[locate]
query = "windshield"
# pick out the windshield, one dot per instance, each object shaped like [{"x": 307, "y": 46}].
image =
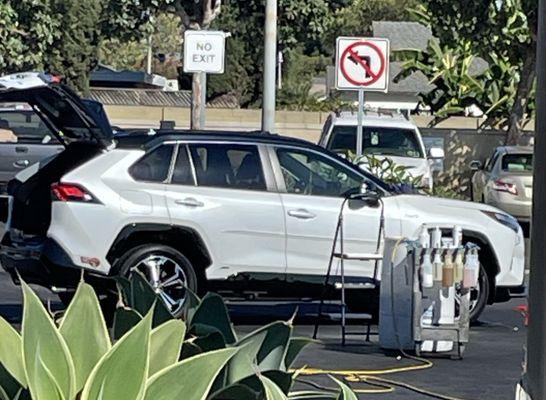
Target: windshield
[
  {"x": 517, "y": 163},
  {"x": 398, "y": 142}
]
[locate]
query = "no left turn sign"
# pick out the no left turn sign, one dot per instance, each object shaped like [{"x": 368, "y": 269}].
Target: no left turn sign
[{"x": 362, "y": 64}]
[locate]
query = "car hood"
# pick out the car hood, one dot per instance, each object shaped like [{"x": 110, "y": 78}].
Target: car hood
[
  {"x": 442, "y": 205},
  {"x": 69, "y": 118}
]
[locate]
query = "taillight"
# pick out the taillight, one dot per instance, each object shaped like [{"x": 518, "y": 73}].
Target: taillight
[
  {"x": 503, "y": 186},
  {"x": 71, "y": 192}
]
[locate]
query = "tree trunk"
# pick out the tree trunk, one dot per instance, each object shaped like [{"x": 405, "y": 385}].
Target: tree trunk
[{"x": 525, "y": 84}]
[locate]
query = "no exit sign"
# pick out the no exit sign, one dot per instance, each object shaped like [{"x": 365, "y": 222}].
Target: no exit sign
[{"x": 204, "y": 51}]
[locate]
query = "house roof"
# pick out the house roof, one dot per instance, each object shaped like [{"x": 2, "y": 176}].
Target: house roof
[
  {"x": 155, "y": 98},
  {"x": 403, "y": 34}
]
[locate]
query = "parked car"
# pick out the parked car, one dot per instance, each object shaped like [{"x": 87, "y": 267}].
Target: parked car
[
  {"x": 248, "y": 214},
  {"x": 386, "y": 134},
  {"x": 505, "y": 181},
  {"x": 26, "y": 139}
]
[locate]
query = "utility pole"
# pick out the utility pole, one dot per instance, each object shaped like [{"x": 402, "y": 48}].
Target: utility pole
[
  {"x": 149, "y": 56},
  {"x": 270, "y": 55},
  {"x": 535, "y": 378}
]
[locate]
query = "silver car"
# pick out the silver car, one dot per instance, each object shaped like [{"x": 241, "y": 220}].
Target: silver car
[{"x": 506, "y": 180}]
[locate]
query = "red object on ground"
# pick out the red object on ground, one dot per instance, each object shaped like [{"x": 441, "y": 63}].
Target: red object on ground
[{"x": 524, "y": 311}]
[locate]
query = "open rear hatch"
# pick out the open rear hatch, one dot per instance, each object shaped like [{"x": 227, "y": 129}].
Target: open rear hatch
[
  {"x": 69, "y": 118},
  {"x": 80, "y": 125}
]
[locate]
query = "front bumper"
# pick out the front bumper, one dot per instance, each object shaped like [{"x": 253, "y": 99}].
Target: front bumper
[
  {"x": 503, "y": 294},
  {"x": 41, "y": 261}
]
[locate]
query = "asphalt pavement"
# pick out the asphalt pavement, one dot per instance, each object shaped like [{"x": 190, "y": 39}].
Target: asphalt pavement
[{"x": 490, "y": 368}]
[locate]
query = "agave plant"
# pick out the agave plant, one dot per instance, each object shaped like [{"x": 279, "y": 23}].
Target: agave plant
[{"x": 153, "y": 356}]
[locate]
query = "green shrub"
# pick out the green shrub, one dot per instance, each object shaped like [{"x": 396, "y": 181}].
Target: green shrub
[{"x": 154, "y": 357}]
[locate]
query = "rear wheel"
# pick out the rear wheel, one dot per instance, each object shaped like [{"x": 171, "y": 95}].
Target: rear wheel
[{"x": 167, "y": 270}]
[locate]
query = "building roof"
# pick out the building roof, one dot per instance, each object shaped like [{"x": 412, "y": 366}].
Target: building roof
[
  {"x": 154, "y": 98},
  {"x": 403, "y": 35}
]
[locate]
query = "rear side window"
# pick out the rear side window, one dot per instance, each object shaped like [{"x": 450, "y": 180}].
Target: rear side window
[
  {"x": 226, "y": 165},
  {"x": 182, "y": 174},
  {"x": 517, "y": 163},
  {"x": 154, "y": 166},
  {"x": 20, "y": 124}
]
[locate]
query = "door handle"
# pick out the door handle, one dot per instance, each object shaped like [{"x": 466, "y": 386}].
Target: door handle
[
  {"x": 189, "y": 202},
  {"x": 301, "y": 214},
  {"x": 21, "y": 163}
]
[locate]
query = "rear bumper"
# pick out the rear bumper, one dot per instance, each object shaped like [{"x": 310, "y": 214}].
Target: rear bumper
[{"x": 40, "y": 261}]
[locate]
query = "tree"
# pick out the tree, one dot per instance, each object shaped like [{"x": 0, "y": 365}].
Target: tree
[
  {"x": 356, "y": 17},
  {"x": 166, "y": 47},
  {"x": 63, "y": 36},
  {"x": 27, "y": 30},
  {"x": 503, "y": 33},
  {"x": 302, "y": 24}
]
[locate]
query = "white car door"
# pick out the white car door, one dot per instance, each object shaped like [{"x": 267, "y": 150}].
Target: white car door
[
  {"x": 224, "y": 193},
  {"x": 314, "y": 187}
]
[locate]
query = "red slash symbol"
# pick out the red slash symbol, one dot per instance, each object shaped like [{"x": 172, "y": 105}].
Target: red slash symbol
[{"x": 351, "y": 54}]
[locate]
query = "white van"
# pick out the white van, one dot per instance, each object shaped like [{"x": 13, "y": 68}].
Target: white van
[{"x": 386, "y": 134}]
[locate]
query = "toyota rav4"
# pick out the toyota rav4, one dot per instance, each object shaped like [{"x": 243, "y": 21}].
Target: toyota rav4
[{"x": 238, "y": 213}]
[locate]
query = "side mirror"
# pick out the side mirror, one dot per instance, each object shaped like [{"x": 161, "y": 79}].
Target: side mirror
[
  {"x": 436, "y": 152},
  {"x": 369, "y": 197},
  {"x": 475, "y": 165}
]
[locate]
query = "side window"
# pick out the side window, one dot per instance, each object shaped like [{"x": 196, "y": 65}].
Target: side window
[
  {"x": 227, "y": 165},
  {"x": 310, "y": 173},
  {"x": 489, "y": 167},
  {"x": 154, "y": 166},
  {"x": 182, "y": 174}
]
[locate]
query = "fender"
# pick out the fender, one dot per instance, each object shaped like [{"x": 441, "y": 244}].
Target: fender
[{"x": 184, "y": 239}]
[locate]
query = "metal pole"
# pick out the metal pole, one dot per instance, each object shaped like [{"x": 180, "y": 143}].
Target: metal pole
[
  {"x": 203, "y": 105},
  {"x": 359, "y": 124},
  {"x": 149, "y": 56},
  {"x": 280, "y": 60},
  {"x": 270, "y": 55},
  {"x": 536, "y": 339}
]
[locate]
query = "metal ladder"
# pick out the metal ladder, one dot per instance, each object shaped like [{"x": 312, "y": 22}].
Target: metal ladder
[{"x": 342, "y": 256}]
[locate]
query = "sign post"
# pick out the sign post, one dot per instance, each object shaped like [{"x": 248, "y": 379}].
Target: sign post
[
  {"x": 362, "y": 64},
  {"x": 204, "y": 53}
]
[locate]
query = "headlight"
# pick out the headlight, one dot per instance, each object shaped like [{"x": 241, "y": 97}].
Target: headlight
[{"x": 505, "y": 219}]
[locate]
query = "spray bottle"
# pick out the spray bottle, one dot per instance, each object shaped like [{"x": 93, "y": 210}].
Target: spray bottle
[
  {"x": 426, "y": 271},
  {"x": 424, "y": 237},
  {"x": 457, "y": 234},
  {"x": 471, "y": 269},
  {"x": 437, "y": 266},
  {"x": 458, "y": 268},
  {"x": 436, "y": 238},
  {"x": 447, "y": 270}
]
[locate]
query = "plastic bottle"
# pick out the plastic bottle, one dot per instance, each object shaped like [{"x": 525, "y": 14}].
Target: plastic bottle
[
  {"x": 437, "y": 266},
  {"x": 447, "y": 270},
  {"x": 471, "y": 269},
  {"x": 424, "y": 237},
  {"x": 436, "y": 239},
  {"x": 426, "y": 271},
  {"x": 457, "y": 234},
  {"x": 458, "y": 268}
]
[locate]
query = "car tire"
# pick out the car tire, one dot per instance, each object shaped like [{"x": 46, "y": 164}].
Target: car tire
[
  {"x": 66, "y": 297},
  {"x": 175, "y": 273},
  {"x": 482, "y": 296}
]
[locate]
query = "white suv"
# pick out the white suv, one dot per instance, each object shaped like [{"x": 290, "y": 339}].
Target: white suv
[
  {"x": 235, "y": 213},
  {"x": 386, "y": 134}
]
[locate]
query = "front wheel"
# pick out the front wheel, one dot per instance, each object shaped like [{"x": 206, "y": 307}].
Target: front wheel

==*==

> **Problem description**: List every line of the listing above that contains the word "bottle".

> **Result of this exercise**:
query = "spray bottle"
# pick out the spray bottle, one dot per instance, each object shaped like [{"x": 93, "y": 210}].
Target: spray bottle
query = "plastic bottle"
# pick out the plastic bottle, one dot per instance, each object shaped like [{"x": 525, "y": 14}].
Target: plastic bottle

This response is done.